■ **Text to read**:
I aim to have all props and costumes by Sunday, ready for the full run-throughs that day. There is definitely a buzz of excitement in the Arcadia camp as we make the finishing touches to what is going to be a fantastic production. (Anyone have a lantern?!)

Ben Canning

May 13, 2008

Video now online

Our first video is now online! To view it, simply go to our website and click on 'E-Resources'.

In this video...

Bernard:     Quarks, quasars - big bangs, black holes - who gives a shit? (Scene 5)

Maths in Arcadia

Thomasin and Sam talk about the role of maths in Arcadia. Why is there maths in this play? What does it do? Is it scary?

Let us know your thoughts by leaving us a comment on this post or by e-mailing

Last night's rehearsal: layering time

It's getting very close to the crunch by now, and you can really feel the tension starting to build in rehearsals. Last night was our first opportunity to run a scene in the studio, and the thing that most impressed itself on us was the enormous amount of space we've got to fill. There's bloody tons of it. Our table is stranded in the middle of it all like a boat caught in a storm – especially so given the new angle it's been placed at to provide better sight lines. Most of the night was spent trying to tease out the blocking we had done in tighter spaces around the table to fill the full breadth of the studio space. It was nice to stretch Valentine's legs a bit, and Kate certainly had a good time making Lady Croom lead Noakes around upstage like a stray puppy.

We were tackling Scene 7, and it wasn't easy going. The nature of the scene's two overlapping time lines make our cues complete non-sequiturs and all the more difficult to learn. But learn we did, and aside from a few line fluffs that will without a doubt be cleared up by Thursday. Jon informs us the night's results were very strong. The trick was not to be afraid of repetition. The way to get a scene like this to work is run it through until it sticks: physical memory is a great help in this kind of situation. The interleaving of different characters' lines and movements in different time periods is starting to look sharp and stunning, particularly the final waltzing sequence between Fiona and Rob, and Matt and Thomasin. I'm quite jealous of their deft feet.

Sam Sedgman plays Valentine Coverly

Tickets are now available!

We're a week away from the opening night and tickets are now available!

As this is an educational performance, tickets are absolutely free but must be booked in advance with Peter Kirwan who can be found in the CAPITAL office in Millburn House.

Where is Millburn House?
Millburn House is located on Millburn Hill Road on the University of Warwick campus, to the east of University House. On the campus map, it is building 38.

■ **Records provided**:
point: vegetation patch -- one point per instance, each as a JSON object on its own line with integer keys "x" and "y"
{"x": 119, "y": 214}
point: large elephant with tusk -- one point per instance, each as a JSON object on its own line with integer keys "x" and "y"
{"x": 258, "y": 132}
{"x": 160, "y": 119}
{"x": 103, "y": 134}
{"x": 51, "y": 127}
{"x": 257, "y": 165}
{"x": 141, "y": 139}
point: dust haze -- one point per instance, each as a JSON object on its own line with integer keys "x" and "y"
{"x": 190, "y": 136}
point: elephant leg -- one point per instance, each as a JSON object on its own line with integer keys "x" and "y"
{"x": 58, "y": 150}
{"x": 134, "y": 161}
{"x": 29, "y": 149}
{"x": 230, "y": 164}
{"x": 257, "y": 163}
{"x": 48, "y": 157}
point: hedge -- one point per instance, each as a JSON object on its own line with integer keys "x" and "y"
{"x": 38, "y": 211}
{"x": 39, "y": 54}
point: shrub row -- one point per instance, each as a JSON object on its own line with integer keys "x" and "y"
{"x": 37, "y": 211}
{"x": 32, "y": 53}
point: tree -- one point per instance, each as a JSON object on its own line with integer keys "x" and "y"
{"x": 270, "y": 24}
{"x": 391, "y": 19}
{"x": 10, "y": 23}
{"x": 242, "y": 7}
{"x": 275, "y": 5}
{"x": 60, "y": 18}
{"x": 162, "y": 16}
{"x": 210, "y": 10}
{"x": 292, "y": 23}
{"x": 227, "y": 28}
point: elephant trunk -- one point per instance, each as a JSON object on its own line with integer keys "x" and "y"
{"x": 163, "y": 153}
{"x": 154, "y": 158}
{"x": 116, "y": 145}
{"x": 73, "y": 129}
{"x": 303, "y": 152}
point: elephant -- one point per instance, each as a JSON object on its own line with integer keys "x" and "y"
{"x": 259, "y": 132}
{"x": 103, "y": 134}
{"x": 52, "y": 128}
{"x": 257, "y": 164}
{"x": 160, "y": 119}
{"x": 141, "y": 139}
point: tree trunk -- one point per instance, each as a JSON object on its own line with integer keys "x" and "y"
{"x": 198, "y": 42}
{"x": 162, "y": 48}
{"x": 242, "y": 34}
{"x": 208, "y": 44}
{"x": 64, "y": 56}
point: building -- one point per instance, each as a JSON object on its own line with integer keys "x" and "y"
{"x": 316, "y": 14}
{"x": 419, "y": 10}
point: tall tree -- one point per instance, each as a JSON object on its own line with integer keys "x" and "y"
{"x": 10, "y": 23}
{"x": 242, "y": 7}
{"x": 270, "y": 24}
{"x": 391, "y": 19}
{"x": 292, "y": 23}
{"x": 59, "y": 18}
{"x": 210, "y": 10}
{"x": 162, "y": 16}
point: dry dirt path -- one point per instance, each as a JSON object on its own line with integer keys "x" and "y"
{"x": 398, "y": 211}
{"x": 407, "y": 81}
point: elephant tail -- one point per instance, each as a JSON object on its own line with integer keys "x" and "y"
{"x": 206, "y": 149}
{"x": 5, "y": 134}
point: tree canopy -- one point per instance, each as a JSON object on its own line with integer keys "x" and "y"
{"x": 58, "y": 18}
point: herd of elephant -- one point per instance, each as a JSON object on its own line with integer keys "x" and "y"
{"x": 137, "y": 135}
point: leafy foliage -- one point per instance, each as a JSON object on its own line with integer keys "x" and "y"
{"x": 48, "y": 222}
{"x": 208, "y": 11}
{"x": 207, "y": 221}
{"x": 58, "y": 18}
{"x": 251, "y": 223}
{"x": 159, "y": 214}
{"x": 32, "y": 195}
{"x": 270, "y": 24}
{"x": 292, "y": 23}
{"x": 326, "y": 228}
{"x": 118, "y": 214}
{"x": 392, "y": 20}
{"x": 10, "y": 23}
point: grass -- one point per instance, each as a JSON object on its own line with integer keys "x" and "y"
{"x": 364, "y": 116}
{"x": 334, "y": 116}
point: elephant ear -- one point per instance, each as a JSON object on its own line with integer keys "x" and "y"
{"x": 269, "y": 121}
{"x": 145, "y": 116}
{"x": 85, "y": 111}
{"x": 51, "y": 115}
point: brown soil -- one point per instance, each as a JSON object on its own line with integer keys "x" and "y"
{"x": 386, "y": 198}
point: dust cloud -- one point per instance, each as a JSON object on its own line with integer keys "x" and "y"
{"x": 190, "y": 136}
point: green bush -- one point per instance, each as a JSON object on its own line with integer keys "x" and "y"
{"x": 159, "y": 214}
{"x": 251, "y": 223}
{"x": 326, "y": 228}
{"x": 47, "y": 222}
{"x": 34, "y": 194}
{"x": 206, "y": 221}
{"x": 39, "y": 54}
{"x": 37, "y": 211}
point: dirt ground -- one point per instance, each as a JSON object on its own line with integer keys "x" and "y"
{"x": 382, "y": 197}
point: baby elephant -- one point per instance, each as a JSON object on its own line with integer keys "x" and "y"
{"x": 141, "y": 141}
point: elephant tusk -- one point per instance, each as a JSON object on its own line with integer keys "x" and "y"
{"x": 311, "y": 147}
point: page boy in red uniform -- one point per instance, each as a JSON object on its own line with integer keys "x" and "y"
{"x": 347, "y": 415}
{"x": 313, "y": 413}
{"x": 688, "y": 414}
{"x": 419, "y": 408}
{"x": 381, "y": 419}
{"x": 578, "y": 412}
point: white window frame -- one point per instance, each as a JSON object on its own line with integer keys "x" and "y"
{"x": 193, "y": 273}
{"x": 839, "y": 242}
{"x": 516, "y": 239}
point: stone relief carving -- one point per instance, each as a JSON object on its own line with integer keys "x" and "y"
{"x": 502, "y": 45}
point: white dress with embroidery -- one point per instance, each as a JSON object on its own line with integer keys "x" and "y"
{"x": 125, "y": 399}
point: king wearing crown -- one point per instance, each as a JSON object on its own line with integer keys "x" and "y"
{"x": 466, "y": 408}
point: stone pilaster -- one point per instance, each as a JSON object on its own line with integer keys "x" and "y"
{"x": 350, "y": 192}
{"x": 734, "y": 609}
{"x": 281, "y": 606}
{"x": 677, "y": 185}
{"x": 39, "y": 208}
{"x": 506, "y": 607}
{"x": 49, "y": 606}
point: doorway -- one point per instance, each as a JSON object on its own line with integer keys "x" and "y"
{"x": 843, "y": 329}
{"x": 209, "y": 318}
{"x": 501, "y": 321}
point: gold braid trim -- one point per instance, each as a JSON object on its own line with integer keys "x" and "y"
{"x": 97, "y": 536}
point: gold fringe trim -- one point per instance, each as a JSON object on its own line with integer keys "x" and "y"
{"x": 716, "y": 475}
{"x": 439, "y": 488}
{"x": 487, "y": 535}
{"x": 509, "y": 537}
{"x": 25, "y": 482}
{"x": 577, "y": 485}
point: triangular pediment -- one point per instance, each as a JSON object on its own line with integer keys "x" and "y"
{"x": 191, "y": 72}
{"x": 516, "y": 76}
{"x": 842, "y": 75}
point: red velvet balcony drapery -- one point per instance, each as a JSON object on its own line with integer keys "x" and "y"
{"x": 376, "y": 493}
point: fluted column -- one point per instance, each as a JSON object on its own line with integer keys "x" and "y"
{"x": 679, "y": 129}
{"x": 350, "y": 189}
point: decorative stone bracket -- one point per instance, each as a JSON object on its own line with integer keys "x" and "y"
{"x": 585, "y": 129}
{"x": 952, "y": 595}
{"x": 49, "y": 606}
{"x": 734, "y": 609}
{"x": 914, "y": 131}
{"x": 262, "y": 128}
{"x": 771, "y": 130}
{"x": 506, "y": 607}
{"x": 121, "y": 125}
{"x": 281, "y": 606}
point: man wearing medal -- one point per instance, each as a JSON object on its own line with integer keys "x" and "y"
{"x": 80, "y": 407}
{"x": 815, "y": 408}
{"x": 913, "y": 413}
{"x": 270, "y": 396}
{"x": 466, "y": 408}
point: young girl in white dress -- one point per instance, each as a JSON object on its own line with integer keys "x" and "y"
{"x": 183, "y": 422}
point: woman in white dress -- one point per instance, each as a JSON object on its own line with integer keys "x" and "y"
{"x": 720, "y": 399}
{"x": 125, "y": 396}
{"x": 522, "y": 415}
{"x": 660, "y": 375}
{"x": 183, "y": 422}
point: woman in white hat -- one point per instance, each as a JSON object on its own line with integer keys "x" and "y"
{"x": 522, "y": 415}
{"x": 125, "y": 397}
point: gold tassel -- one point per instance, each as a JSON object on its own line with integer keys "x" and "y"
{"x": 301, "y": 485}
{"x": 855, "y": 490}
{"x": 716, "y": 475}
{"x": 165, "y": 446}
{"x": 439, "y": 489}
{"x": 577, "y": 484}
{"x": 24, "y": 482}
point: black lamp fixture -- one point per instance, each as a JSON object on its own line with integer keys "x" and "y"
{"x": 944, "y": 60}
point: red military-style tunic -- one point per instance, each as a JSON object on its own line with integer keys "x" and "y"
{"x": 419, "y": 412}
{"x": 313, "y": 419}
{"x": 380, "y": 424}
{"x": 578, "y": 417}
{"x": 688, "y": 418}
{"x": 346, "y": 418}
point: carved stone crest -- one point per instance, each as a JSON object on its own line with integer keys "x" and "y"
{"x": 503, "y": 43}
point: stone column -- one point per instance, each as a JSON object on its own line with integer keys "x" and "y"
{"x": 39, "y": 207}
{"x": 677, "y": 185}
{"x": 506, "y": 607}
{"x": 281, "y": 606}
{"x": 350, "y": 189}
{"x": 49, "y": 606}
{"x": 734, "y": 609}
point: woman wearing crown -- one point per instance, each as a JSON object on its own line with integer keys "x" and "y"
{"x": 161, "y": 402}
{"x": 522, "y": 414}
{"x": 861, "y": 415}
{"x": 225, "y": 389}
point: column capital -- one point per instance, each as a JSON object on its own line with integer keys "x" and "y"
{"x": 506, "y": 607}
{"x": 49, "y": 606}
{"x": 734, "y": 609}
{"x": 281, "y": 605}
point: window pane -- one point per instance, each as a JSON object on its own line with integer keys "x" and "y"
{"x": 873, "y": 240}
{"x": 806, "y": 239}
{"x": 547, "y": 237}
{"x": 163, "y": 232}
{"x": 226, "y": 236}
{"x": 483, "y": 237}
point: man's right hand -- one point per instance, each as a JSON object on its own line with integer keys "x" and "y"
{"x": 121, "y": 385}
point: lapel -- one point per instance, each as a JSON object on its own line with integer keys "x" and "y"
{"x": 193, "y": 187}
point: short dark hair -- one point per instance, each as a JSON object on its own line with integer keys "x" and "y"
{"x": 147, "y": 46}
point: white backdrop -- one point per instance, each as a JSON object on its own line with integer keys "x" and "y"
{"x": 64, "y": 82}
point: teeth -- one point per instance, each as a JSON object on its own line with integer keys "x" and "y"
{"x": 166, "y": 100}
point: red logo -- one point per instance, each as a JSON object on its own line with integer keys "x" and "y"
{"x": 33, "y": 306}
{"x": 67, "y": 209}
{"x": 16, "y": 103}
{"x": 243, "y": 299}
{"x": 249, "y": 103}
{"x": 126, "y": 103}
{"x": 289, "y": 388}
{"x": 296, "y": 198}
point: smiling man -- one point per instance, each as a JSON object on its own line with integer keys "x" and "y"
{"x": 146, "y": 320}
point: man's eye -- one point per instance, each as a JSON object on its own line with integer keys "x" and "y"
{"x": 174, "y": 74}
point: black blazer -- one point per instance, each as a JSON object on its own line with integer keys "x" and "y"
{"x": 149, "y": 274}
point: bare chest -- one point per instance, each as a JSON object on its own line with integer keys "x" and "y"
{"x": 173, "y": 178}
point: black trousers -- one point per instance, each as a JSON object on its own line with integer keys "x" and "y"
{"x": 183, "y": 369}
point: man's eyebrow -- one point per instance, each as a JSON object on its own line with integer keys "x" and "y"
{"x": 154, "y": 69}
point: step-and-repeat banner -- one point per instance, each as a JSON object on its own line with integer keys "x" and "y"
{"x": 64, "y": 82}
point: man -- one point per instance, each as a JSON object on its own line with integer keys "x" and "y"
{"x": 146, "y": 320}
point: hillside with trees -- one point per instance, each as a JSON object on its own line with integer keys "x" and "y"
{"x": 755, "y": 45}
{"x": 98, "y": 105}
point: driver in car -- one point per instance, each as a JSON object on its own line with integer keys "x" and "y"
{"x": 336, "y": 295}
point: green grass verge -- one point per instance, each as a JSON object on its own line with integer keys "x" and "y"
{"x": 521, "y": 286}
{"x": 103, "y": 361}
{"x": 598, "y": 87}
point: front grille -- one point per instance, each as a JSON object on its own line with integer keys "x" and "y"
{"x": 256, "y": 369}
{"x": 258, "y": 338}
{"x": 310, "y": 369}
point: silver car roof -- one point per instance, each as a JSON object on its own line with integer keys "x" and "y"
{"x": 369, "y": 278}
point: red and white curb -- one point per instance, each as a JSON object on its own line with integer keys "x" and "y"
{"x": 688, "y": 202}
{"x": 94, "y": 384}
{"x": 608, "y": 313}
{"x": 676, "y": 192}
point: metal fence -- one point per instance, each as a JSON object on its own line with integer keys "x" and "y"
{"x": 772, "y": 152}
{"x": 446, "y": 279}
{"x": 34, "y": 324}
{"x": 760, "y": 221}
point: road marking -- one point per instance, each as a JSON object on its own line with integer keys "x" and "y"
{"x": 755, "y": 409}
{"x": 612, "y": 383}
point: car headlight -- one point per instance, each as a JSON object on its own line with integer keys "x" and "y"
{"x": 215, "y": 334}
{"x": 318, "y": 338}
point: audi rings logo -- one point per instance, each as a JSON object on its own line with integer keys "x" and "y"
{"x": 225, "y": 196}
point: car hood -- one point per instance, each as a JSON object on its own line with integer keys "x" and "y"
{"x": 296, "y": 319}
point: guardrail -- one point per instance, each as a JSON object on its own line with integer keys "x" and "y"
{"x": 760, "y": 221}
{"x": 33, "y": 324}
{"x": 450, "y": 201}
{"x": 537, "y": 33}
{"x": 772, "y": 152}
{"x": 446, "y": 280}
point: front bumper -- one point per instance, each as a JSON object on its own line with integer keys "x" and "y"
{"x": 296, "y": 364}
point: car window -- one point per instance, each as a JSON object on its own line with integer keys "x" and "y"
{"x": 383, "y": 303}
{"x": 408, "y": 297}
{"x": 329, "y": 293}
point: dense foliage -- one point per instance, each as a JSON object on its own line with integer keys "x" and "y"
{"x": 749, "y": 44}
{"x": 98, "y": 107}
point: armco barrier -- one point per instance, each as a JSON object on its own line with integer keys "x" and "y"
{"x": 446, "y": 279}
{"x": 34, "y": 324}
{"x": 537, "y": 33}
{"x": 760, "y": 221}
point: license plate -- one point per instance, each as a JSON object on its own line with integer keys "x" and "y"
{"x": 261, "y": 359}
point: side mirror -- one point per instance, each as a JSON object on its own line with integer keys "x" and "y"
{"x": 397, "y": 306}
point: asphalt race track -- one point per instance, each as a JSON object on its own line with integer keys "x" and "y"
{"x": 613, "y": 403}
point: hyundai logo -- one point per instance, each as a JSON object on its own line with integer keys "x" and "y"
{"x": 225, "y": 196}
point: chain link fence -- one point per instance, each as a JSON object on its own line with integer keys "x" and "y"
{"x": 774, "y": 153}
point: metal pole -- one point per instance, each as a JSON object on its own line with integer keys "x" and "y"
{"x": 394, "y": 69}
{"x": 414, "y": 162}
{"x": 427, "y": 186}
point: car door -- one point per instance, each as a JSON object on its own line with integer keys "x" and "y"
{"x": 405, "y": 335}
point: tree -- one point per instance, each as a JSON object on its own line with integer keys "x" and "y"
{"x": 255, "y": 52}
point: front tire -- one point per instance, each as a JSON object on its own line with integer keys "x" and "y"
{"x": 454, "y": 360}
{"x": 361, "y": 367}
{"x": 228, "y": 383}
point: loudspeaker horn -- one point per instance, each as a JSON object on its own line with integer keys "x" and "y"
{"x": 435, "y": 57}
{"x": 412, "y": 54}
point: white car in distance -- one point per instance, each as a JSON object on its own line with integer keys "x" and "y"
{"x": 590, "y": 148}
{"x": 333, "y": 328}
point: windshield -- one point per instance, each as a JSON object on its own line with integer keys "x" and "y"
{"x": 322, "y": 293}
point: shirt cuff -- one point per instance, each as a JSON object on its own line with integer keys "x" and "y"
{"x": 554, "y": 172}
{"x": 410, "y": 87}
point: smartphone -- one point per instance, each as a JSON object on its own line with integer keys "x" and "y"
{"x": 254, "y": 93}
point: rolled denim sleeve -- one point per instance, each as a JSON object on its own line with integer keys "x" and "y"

■ **Stated task 1**: On the campus map, which building number does the Arcadia production blog give for Millburn House?
■ **Stated task 2**: Please write out the part of the Arcadia production blog that begins at the words "As this is an" and stops after "is building 38.".

■ **Full response 1**: Building 38.

■ **Full response 2**:
As this is an educational performance, tickets are absolutely free but must be booked in advance with Peter Kirwan who can be found in the CAPITAL office in Millburn House.

Where is Millburn House?
Millburn House is located on Millburn Hill Road on the University of Warwick campus, to the east of University House. On the campus map, it is building 38.